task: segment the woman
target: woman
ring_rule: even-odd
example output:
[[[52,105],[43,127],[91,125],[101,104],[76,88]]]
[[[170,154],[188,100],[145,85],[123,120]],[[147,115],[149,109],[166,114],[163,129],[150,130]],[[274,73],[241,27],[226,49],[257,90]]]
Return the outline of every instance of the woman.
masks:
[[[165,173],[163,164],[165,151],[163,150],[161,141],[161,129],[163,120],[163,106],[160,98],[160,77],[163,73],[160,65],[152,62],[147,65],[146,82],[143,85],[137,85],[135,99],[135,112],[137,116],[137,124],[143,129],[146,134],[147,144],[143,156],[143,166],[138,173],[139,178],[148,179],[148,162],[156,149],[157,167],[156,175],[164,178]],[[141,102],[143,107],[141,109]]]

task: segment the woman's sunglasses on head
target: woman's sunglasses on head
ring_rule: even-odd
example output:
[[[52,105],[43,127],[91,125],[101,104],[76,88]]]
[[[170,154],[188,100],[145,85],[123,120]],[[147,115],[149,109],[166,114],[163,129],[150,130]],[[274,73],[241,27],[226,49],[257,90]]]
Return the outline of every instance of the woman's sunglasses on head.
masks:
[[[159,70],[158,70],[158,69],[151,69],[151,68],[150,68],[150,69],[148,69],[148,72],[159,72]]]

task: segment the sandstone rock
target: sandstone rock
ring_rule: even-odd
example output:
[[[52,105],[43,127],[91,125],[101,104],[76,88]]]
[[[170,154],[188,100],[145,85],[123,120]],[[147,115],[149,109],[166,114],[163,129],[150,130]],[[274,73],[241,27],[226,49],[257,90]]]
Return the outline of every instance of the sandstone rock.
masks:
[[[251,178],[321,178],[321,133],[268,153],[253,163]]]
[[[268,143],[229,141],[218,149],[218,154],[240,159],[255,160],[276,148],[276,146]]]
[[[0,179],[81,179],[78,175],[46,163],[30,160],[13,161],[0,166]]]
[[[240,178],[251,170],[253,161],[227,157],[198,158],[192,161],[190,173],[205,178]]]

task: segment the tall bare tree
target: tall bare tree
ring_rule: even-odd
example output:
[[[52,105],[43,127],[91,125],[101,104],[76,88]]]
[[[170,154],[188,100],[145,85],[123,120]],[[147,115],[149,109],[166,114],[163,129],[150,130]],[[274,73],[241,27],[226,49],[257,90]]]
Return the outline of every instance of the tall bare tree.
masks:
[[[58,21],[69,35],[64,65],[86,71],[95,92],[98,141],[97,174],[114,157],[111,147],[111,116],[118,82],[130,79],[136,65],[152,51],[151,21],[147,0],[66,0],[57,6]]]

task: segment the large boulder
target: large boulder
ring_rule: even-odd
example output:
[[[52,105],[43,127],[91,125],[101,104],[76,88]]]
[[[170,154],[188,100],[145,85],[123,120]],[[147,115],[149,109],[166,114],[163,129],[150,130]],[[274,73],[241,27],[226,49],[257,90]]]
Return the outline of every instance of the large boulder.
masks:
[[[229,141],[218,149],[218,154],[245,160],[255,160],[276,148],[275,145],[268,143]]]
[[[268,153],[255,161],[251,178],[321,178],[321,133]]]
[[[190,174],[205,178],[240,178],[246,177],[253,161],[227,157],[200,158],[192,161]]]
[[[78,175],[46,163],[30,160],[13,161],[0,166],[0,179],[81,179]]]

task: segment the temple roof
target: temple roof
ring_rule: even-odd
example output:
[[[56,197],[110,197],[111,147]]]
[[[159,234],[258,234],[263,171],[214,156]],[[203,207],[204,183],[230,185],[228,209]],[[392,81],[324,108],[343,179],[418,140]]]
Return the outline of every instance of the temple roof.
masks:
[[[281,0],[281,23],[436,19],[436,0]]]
---------------
Return every line exactly.

FULL ANSWER:
task: segment the woman
target: woman
ring_rule: even-odd
example output:
[[[52,105],[43,127],[91,125],[101,104],[76,88]]]
[[[170,154],[188,100],[145,85],[123,120]],[[147,115],[149,109],[166,114],[163,129],[150,130]],[[274,73],[241,27],[226,49],[257,90]]]
Return the outline of every instance of the woman.
masks:
[[[165,173],[163,164],[165,151],[163,150],[161,141],[161,129],[163,120],[163,106],[160,98],[160,77],[163,73],[160,65],[152,62],[147,65],[146,82],[143,85],[137,85],[135,99],[135,112],[137,116],[137,124],[143,129],[146,134],[147,144],[143,156],[143,166],[138,173],[139,178],[148,179],[148,162],[156,149],[157,167],[156,175],[164,178]],[[141,102],[143,107],[141,109]]]

task: segment the woman's sunglasses on head
target: woman's sunglasses on head
ring_rule: even-odd
example output:
[[[52,105],[43,127],[91,125],[101,104],[76,88]]]
[[[170,154],[188,100],[145,85],[123,120]],[[147,115],[149,109],[166,114],[163,129],[150,130]],[[274,73],[241,27],[226,49],[257,90]]]
Return the outline of every instance of the woman's sunglasses on head.
masks:
[[[159,70],[158,70],[158,69],[151,69],[151,68],[150,68],[150,69],[148,69],[148,72],[159,72]]]

task: segment the sandstone rock
target: sandstone rock
ring_rule: even-odd
example output:
[[[52,105],[43,127],[91,125],[101,104],[76,88]]]
[[[170,154],[188,100],[145,85],[123,120]],[[147,115],[149,109],[166,114],[163,129],[150,130]],[[274,73],[241,27],[226,49],[257,90]]]
Return the outline of every instance of the sandstone rock.
masks:
[[[251,178],[321,178],[321,133],[268,153],[253,163]]]
[[[268,143],[229,141],[218,149],[218,154],[240,159],[255,160],[276,148],[276,146]]]
[[[0,179],[81,179],[78,175],[46,163],[30,160],[13,161],[0,166]]]
[[[240,178],[251,170],[253,161],[227,157],[198,158],[192,161],[190,173],[205,178]]]

task: segment the tall bare tree
target: tall bare tree
ring_rule: even-odd
example output:
[[[52,105],[43,127],[91,125],[101,104],[76,88]]]
[[[170,154],[188,100],[145,85],[123,120]],[[147,115],[149,109],[166,114],[163,129],[150,130]],[[274,73],[241,27],[226,49],[257,90]]]
Return the outline of every instance of the tall bare tree.
masks:
[[[58,21],[69,35],[64,65],[86,71],[95,92],[98,141],[97,174],[114,157],[111,147],[111,116],[118,82],[130,79],[136,65],[152,51],[151,21],[147,0],[66,0],[57,6]]]

task: segment the large boulder
target: large boulder
ring_rule: even-odd
example output:
[[[52,105],[43,127],[91,125],[101,104],[76,88]]]
[[[170,154],[188,100],[145,85],[123,120]],[[147,115],[149,109],[166,114],[163,129],[150,130]],[[274,73],[241,27],[226,49],[257,90]]]
Return the outline of every instance of the large boulder.
masks:
[[[229,141],[218,149],[218,154],[245,160],[255,160],[276,148],[275,145],[268,143]]]
[[[268,153],[255,161],[251,178],[321,178],[321,133]]]
[[[190,174],[205,178],[240,178],[246,177],[253,161],[227,157],[200,158],[192,161]]]
[[[78,175],[46,163],[30,160],[13,161],[0,166],[0,179],[81,179]]]

task: segment the temple roof
target: temple roof
ring_rule: even-odd
example output:
[[[56,197],[110,197],[111,147]]]
[[[159,234],[258,234],[263,171],[214,156]],[[203,207],[204,183],[230,185],[228,209]],[[392,81],[324,108],[343,179],[418,140]]]
Return the outline of every instance of the temple roof.
masks:
[[[281,0],[281,23],[436,19],[436,0]]]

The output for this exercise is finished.